**Ziel der Aufgabe:** Führen Sie den Essay über die Titelgebung von Büchern im Anschluss an seinen letzten Satz weiter.

**Textauszug:**
☆ ☆ ☆
„Destiny Titles“ oder Was tun gegen die neue Seuche?
– Ein neues Buch von Claus Cornelius Fischer und ein paar sehr grundsätzliche Gedanken über Titelgebung und andere Malaisen. Von Klaus Kamberger.
Das musste ja mal so kommen. Wir müssen es uns nur etwa so vorstellen: Da hockt in einem unserer richtungsweisenden Buchverlage eine hochmotivierte Truppe von superkreativen Marketing-Fuzzis auf ihren Designer-Stühlen und verbrainstormt die ultimative und noch nie da gewesene Idee, wie man den Hauptverkaufstitel im neuen Programm so in die Hirne aller Bücherfreaks gebrannt kriegt, dass sie gar nicht mehr anders können als – ja, was schon? – zugreifen, kaufen, Umsatz machen.
Bei Heyne haben sie das ja kürzlich erst so exemplarisch wie beinhart vorgemacht: alliterierend, ohne Punkt und Komma, dafür mit virtuellem Ausrufezeichen. War das ein Auftritt! „Verblendung“(!) – „Verdammnis“(!!) – „Vergebung“(!!!). Na ja, gar so neu war es nun auch wieder nicht gewesen, aber in dieser trilogierenden Ballung schon ein Knaller, oder?
☆ ☆ ☆
**Materialauszug:**
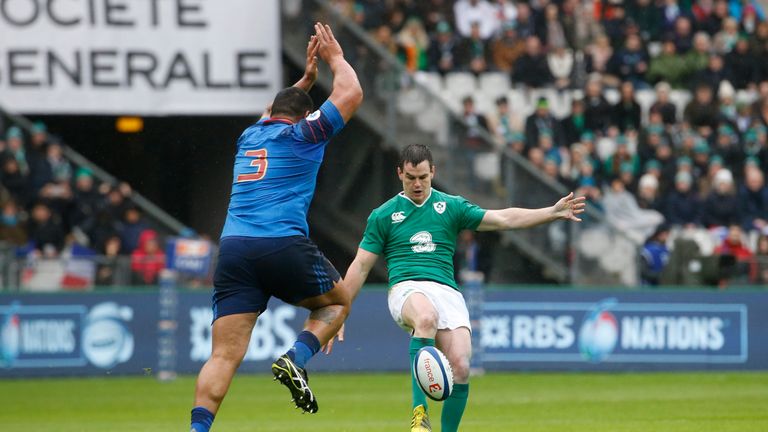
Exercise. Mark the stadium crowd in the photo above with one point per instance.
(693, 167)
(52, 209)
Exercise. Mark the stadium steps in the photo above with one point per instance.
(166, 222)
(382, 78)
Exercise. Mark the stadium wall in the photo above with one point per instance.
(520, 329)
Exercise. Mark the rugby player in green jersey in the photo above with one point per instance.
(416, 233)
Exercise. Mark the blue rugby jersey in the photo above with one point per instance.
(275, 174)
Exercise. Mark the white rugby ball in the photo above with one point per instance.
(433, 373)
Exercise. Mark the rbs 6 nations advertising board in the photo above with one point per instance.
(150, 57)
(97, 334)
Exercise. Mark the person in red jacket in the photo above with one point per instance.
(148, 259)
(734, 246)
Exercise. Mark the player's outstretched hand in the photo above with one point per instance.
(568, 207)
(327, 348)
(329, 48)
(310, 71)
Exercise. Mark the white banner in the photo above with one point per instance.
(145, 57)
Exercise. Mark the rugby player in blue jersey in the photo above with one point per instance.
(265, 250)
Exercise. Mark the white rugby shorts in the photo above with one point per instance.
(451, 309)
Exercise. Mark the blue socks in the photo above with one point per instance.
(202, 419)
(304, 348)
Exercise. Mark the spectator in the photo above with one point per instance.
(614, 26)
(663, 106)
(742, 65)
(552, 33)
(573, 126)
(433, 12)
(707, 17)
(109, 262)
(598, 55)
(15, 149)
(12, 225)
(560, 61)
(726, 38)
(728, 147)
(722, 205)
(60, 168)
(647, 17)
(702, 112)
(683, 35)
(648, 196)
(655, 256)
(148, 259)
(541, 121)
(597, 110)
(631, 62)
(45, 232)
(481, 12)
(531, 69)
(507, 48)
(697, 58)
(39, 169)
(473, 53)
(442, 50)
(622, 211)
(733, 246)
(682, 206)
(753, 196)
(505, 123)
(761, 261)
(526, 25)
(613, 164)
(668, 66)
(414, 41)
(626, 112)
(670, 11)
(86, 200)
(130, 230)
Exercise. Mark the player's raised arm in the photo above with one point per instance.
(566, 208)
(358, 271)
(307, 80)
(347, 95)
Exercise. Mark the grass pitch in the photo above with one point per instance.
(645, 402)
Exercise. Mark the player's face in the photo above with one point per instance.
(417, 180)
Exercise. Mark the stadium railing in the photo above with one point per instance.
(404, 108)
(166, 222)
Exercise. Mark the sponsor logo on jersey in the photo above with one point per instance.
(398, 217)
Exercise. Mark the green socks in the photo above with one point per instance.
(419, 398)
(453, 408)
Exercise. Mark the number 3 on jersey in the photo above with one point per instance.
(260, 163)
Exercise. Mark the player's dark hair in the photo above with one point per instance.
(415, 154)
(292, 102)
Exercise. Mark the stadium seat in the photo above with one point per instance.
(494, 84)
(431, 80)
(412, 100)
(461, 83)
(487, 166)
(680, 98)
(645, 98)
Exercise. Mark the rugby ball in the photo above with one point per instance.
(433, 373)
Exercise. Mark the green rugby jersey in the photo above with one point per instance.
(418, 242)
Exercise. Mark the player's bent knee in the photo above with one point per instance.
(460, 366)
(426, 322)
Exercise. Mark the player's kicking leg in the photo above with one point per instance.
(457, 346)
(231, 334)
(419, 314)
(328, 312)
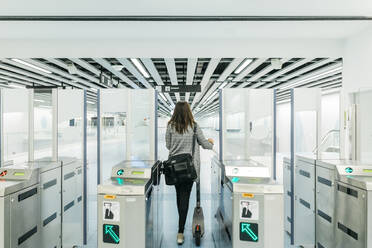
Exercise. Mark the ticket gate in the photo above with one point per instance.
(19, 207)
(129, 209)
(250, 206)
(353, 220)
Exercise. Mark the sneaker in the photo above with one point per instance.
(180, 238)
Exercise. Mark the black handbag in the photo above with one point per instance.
☆ ☆ ☆
**Ergebnis:**
Das können wir auch, knurrten da die Kollegen bei Random/Blessing und dtv und holten, nein, nicht zum Gegenschlag aus, aber sie löffelten doch gierig einen passenden Nachschlag auf die hauseigenen Dessertteller. „Schändung“, grummelte man bei dtv, „Erbarmen“ war die mitmenschliche Folge. Schließlich verdienen Geschändete unser aller Mitgefühl. Und nicht zuletzt, weil wir uns alle einem geistig-moralischen Erbe verpflichtet wissen, steht am Ende eine Verheißung, und die lautet halt „Erlösung“. Na gut, nicht immer, aber immer öfter. Denn auch im Hause Random/Blessing besann man sich wohl seiner einstmals pietistischen Konglomeratswurzeln im fernen Gütersloh und blökte dito: „Erlösung“.
Erlöst uns …
Nun haben beide den Salat. Zu Beginn des Jahres preschte Blessing vor und verhieß seine Version der „Erlösung“ (gebunden, mehr als 500 Seiten dick, angerührt von C.C. Fischer). Im Juli zog der Deutsche Taschenbuch Verlag, weil auch er sich einen „Erlösung“-Erlös verspricht (diesmal geklebt und aus der Feder von Jussi Adler-Olsen).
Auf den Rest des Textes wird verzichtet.